DESCRIPTION OF THE TASK: In the material below, repeat only the lines from the one that holds "Target: snow leopard foreleg" through the final line, exactly as they stand.

**** RECORDS FOR PROCESSING ****

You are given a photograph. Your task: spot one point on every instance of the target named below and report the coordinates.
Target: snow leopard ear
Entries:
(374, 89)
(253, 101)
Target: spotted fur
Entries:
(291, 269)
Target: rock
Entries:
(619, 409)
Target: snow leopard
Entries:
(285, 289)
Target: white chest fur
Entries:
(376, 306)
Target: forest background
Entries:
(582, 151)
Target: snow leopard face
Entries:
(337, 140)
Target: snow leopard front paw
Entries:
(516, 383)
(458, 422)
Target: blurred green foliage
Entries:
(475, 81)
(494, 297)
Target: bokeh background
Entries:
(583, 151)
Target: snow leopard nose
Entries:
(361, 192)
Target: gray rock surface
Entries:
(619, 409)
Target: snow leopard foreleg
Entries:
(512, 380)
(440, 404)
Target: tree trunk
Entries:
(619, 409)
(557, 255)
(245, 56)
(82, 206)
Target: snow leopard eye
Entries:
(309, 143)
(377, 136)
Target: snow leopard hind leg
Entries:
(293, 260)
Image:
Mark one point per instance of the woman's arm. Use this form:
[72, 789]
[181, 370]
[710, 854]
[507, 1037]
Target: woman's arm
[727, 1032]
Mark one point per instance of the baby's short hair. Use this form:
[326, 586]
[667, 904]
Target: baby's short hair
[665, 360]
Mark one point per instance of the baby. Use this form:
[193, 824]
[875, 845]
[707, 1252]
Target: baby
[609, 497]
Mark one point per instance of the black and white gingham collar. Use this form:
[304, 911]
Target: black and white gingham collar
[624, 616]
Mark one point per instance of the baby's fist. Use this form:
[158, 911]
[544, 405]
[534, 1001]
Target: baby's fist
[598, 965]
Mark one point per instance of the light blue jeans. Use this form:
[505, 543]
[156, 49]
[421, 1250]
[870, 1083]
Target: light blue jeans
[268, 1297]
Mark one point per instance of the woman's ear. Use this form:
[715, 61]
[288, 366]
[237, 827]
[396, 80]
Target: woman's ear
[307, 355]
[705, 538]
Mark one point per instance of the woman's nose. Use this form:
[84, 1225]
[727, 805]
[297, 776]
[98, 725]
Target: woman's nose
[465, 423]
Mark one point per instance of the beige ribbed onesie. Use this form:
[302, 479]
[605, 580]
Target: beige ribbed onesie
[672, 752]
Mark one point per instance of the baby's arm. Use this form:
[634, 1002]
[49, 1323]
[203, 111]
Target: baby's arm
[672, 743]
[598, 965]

****

TASK RESPONSE:
Target: snow leopard foreleg
Entries:
(512, 380)
(440, 404)
Target: tree trunk
Entries:
(619, 409)
(557, 255)
(245, 56)
(82, 206)
Target: snow leopard eye
Entries:
(309, 143)
(377, 136)
Target: snow leopard hind leg
Entries:
(293, 260)
Image:
Mark one point per instance of the woman's arm. Use this form:
[72, 789]
[181, 370]
[710, 854]
[507, 1037]
Target: woman's arm
[727, 1032]
Mark one point per instance of the baby's short hair. Use this form:
[326, 586]
[667, 904]
Target: baby's short hair
[665, 360]
Mark one point per instance of the baby. Use this form:
[193, 824]
[875, 845]
[707, 1252]
Target: baby
[609, 497]
Mark one point per instance of the black and white gingham collar. Use this form:
[304, 911]
Target: black and white gingham collar
[624, 616]
Mark one point per instance of the baby's fist. Use this form:
[158, 911]
[544, 405]
[534, 1001]
Target: baby's fist
[598, 965]
Mark one point per instance of the light blue jeans. Use this form:
[505, 543]
[156, 49]
[421, 1250]
[870, 1083]
Target: light blue jeans
[268, 1297]
Mark one point per instance of the woman's ear. Use this form:
[715, 61]
[288, 366]
[237, 827]
[396, 80]
Target: woman's ear
[307, 355]
[705, 538]
Mark one point per instance of the woman's nose. Use this form:
[84, 1225]
[727, 805]
[297, 776]
[98, 725]
Target: woman's nose
[465, 423]
Mark one point per instance of the beige ribbed onesie. Use this form:
[302, 479]
[605, 580]
Target: beige ribbed onesie
[672, 752]
Mark one point per instance of the baby's arm. Use this form:
[634, 1002]
[49, 1323]
[203, 111]
Target: baby's arm
[672, 743]
[598, 965]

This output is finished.